**YOUR TASK**
Write out the full listing, matching it line for line.
'''
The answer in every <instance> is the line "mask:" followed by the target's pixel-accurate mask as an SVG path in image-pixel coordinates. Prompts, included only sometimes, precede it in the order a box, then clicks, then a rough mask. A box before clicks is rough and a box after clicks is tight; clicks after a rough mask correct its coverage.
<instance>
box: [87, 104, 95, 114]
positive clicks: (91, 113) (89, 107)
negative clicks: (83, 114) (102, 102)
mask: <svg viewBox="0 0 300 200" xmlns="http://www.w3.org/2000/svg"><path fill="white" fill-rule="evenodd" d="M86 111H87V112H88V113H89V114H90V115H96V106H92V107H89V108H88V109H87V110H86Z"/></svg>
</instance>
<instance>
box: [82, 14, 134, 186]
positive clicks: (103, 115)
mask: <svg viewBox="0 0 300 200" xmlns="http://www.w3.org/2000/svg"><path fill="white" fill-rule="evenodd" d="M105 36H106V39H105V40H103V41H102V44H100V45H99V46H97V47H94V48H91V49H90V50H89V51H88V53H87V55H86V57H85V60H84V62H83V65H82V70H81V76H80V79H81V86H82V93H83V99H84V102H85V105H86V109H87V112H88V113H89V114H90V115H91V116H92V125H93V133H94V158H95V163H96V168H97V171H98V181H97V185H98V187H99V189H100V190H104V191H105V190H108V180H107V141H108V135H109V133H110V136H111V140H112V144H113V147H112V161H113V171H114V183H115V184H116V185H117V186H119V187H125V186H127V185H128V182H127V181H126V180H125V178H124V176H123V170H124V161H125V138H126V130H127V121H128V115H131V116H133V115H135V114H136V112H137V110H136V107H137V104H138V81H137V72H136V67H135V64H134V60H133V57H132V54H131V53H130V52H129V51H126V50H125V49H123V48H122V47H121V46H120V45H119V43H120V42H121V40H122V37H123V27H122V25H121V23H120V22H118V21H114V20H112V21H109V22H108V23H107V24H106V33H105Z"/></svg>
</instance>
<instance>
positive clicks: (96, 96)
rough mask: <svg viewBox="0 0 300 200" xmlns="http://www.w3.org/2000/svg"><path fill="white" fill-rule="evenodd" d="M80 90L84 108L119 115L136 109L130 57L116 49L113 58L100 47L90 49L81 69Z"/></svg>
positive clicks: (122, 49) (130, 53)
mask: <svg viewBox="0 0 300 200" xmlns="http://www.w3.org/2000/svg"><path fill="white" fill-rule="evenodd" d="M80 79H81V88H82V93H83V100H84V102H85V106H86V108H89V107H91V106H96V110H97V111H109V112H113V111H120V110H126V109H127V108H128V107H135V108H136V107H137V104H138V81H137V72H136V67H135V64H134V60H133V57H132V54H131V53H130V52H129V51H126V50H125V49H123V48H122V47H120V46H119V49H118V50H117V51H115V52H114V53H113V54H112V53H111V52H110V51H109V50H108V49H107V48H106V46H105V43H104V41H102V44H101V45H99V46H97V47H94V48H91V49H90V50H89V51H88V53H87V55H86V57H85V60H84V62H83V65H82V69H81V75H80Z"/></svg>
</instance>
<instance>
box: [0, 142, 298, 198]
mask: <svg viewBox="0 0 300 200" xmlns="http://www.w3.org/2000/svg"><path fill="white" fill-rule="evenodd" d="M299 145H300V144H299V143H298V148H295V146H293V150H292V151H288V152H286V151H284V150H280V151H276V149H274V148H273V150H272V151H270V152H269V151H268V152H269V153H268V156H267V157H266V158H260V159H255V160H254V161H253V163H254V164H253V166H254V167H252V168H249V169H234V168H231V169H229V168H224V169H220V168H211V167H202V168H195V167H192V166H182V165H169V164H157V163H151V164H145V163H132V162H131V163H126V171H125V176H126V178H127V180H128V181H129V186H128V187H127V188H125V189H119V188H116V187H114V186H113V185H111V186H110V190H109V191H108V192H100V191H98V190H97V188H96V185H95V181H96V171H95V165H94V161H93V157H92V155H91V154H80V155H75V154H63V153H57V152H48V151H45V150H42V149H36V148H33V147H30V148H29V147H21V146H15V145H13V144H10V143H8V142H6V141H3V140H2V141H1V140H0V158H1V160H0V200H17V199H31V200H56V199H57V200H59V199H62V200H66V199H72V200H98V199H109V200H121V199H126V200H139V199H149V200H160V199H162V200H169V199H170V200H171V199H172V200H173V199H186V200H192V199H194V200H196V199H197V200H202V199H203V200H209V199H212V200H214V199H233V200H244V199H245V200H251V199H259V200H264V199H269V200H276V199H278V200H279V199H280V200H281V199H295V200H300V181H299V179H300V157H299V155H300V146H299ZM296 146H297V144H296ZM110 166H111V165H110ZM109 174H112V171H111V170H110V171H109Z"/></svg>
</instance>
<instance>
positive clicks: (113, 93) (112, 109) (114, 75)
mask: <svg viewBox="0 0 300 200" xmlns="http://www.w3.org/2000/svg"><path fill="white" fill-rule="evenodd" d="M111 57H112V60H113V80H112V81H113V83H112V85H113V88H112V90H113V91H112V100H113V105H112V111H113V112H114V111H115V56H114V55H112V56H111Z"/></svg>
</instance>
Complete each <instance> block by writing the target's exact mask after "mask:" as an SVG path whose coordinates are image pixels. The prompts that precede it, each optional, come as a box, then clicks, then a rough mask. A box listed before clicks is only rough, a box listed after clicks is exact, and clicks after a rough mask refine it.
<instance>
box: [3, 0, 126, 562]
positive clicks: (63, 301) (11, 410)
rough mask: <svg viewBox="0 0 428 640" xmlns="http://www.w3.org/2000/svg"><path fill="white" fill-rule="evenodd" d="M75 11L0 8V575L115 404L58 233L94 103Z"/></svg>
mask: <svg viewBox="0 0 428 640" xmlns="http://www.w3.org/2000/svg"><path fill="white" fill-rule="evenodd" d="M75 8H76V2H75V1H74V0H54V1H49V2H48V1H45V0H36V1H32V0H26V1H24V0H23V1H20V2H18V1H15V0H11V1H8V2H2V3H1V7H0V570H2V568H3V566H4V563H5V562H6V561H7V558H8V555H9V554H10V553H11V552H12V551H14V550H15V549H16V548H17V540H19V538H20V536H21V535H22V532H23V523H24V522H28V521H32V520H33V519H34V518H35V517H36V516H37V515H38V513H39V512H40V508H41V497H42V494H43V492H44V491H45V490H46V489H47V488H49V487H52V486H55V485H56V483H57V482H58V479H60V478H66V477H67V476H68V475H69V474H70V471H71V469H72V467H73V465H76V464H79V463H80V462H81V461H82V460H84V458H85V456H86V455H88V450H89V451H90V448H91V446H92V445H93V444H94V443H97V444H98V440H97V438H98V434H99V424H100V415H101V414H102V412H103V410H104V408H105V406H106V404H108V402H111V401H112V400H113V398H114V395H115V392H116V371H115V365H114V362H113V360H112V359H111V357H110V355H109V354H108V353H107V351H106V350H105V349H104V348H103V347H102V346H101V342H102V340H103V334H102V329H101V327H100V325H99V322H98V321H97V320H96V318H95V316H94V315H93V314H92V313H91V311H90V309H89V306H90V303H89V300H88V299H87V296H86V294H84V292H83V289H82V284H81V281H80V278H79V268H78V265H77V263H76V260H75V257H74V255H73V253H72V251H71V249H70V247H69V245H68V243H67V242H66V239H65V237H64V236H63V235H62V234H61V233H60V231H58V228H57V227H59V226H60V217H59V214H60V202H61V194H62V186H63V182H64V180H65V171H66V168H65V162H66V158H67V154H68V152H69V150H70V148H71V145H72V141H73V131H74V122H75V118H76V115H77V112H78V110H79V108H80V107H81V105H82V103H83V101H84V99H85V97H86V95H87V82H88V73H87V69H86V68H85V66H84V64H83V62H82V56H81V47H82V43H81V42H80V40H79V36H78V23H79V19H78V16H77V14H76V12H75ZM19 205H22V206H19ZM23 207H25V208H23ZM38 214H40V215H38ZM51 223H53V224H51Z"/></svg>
'''
**EXPECTED OUTPUT**
The answer in every <instance> is the line "mask:" followed by the target's pixel-accurate mask as an SVG path in image-pixel coordinates. Prompts, included only sometimes, precede it in the order a box, then clicks, then a rough mask. A box before clicks is rough and a box after clicks is tight; clicks after a rough mask correct its coverage.
<instance>
box: [87, 104, 95, 114]
positive clicks: (91, 113) (89, 107)
negative clicks: (83, 114) (102, 102)
mask: <svg viewBox="0 0 300 200" xmlns="http://www.w3.org/2000/svg"><path fill="white" fill-rule="evenodd" d="M86 111H87V112H88V113H89V114H90V115H96V106H92V107H89V108H88V109H87V110H86Z"/></svg>
</instance>
<instance>
box: [82, 14, 134, 186]
positive clicks: (103, 115)
mask: <svg viewBox="0 0 300 200" xmlns="http://www.w3.org/2000/svg"><path fill="white" fill-rule="evenodd" d="M105 36H106V39H105V40H103V41H102V44H100V45H99V46H97V47H94V48H91V49H90V50H89V51H88V53H87V55H86V57H85V60H84V62H83V65H82V70H81V76H80V79H81V86H82V93H83V99H84V102H85V105H86V109H87V112H88V113H89V114H90V115H91V116H92V125H93V133H94V158H95V163H96V168H97V171H98V181H97V185H98V187H99V189H100V190H104V191H105V190H108V180H107V141H108V135H109V133H110V136H111V140H112V144H113V147H112V161H113V171H114V183H115V184H116V185H117V186H119V187H125V186H127V185H128V182H127V181H126V180H125V178H124V176H123V170H124V161H125V138H126V130H127V121H128V115H131V116H133V115H135V114H136V112H137V110H136V107H137V104H138V81H137V72H136V67H135V64H134V60H133V57H132V54H131V53H130V52H129V51H126V50H125V49H123V48H122V47H121V46H120V45H119V43H120V42H121V40H122V37H123V27H122V25H121V23H120V22H118V21H114V20H112V21H109V22H108V23H107V24H106V33H105Z"/></svg>
</instance>
<instance>
positive clicks: (96, 96)
rough mask: <svg viewBox="0 0 300 200" xmlns="http://www.w3.org/2000/svg"><path fill="white" fill-rule="evenodd" d="M80 90L84 108L119 115L136 109L130 57L116 49L113 58L100 47L90 49L81 69Z"/></svg>
positive clicks: (122, 49) (130, 53)
mask: <svg viewBox="0 0 300 200" xmlns="http://www.w3.org/2000/svg"><path fill="white" fill-rule="evenodd" d="M80 79H81V88H82V93H83V100H84V102H85V106H86V108H89V107H91V106H96V110H97V111H109V112H113V111H120V110H126V109H127V108H128V107H135V108H136V107H137V104H138V81H137V72H136V67H135V64H134V60H133V57H132V54H131V53H130V52H129V51H126V50H125V49H123V48H122V47H120V46H119V49H118V50H117V51H115V52H114V53H113V54H112V53H111V52H110V51H109V50H108V49H107V48H106V46H105V43H104V41H102V44H101V45H99V46H97V47H94V48H91V49H90V50H89V51H88V53H87V55H86V57H85V60H84V62H83V65H82V69H81V75H80Z"/></svg>
</instance>
<instance>
box: [0, 142, 298, 198]
mask: <svg viewBox="0 0 300 200" xmlns="http://www.w3.org/2000/svg"><path fill="white" fill-rule="evenodd" d="M299 145H300V144H299V143H298V148H295V146H293V150H292V151H288V152H286V151H284V150H280V151H276V149H274V148H273V150H272V151H270V152H269V151H268V152H269V153H268V156H267V157H266V158H260V159H255V160H254V161H253V163H254V164H253V166H254V167H252V168H249V169H234V168H231V169H229V168H224V169H220V168H211V167H202V168H195V167H192V166H182V165H169V164H157V163H151V164H145V163H132V162H131V163H126V171H125V176H126V178H127V180H128V181H129V186H128V187H127V188H125V189H119V188H116V187H114V186H113V185H111V186H110V190H109V191H108V192H100V191H98V190H97V188H96V185H95V181H96V171H95V165H94V161H93V157H92V155H91V154H80V155H75V154H63V153H57V152H48V151H45V150H42V149H36V148H33V147H30V148H29V147H21V146H15V145H13V144H10V143H8V142H6V141H3V140H2V141H1V140H0V158H1V160H0V200H17V199H31V200H56V199H57V200H59V199H62V200H66V199H72V200H98V199H109V200H121V199H126V200H139V199H149V200H160V199H162V200H169V199H170V200H171V199H172V200H173V199H186V200H192V199H194V200H196V199H197V200H202V199H203V200H209V199H212V200H214V199H233V200H244V199H245V200H251V199H259V200H264V199H269V200H276V199H278V200H279V199H280V200H281V199H295V200H300V181H299V179H300V157H299V155H300V146H299ZM296 146H297V144H296ZM110 166H111V165H110ZM109 174H112V171H111V170H110V171H109Z"/></svg>
</instance>
<instance>
positive clicks: (113, 93) (112, 109) (114, 75)
mask: <svg viewBox="0 0 300 200" xmlns="http://www.w3.org/2000/svg"><path fill="white" fill-rule="evenodd" d="M111 57H112V60H113V80H112V81H113V83H112V85H113V88H112V90H113V91H112V100H113V105H112V111H113V112H114V111H115V56H114V55H112V56H111Z"/></svg>
</instance>
Complete each <instance> block by writing the target's exact mask after "mask:" as an SVG path whose coordinates are image pixels. The prompts that precede it, each optional, come as a box, then clicks, then a rough mask. A box listed before clicks is only rough, a box listed after clicks is exact, and clicks after a rough mask refine it.
<instance>
box: [3, 0, 126, 562]
positive clicks: (63, 301) (11, 410)
rough mask: <svg viewBox="0 0 428 640" xmlns="http://www.w3.org/2000/svg"><path fill="white" fill-rule="evenodd" d="M75 11L0 8V575L115 404L58 233L94 103Z"/></svg>
mask: <svg viewBox="0 0 428 640" xmlns="http://www.w3.org/2000/svg"><path fill="white" fill-rule="evenodd" d="M75 8H76V2H75V1H74V0H54V1H49V2H48V1H45V0H36V1H32V0H26V1H24V0H23V1H20V2H18V1H15V0H11V1H8V2H2V3H1V7H0V570H2V568H3V566H4V563H5V562H6V561H7V558H8V555H9V554H10V553H11V552H12V551H14V550H15V549H16V548H17V540H19V538H20V536H21V535H22V532H23V523H24V522H28V521H32V520H33V519H34V518H35V517H36V516H37V515H38V513H39V512H40V508H41V497H42V494H43V492H44V491H45V490H46V489H47V488H49V487H52V486H55V485H56V483H57V482H58V479H60V478H66V477H67V476H68V475H69V474H70V471H71V469H72V467H73V465H76V464H79V463H80V462H81V461H82V460H84V458H85V456H86V455H88V450H89V451H90V448H91V446H92V445H93V444H94V443H97V444H98V440H97V438H98V434H99V424H100V415H101V414H102V412H103V410H104V408H105V406H106V404H108V402H111V401H112V400H113V398H114V395H115V392H116V371H115V365H114V362H113V360H112V359H111V357H110V355H109V354H108V353H107V351H106V350H105V349H104V348H103V347H102V346H101V342H102V340H103V334H102V329H101V327H100V325H99V322H98V321H97V320H96V318H95V316H94V315H93V314H92V313H91V311H90V309H89V306H90V303H89V300H88V299H87V296H86V294H84V292H83V289H82V284H81V281H80V278H79V268H78V265H77V263H76V260H75V257H74V255H73V253H72V251H71V249H70V247H69V245H68V243H67V242H66V239H65V237H64V236H63V235H62V234H61V233H60V231H58V228H57V227H59V226H60V217H59V214H60V202H61V194H62V186H63V182H64V180H65V171H66V168H65V162H66V158H67V154H68V152H69V150H70V148H71V145H72V141H73V131H74V122H75V118H76V115H77V112H78V110H79V108H80V107H81V105H82V103H83V101H84V99H85V97H86V95H87V82H88V73H87V69H86V68H85V66H84V64H83V62H82V56H81V47H82V43H81V42H80V40H79V36H78V23H79V19H78V16H77V14H76V12H75ZM19 205H22V206H19ZM23 207H25V208H23ZM38 214H40V215H38ZM51 223H53V224H51Z"/></svg>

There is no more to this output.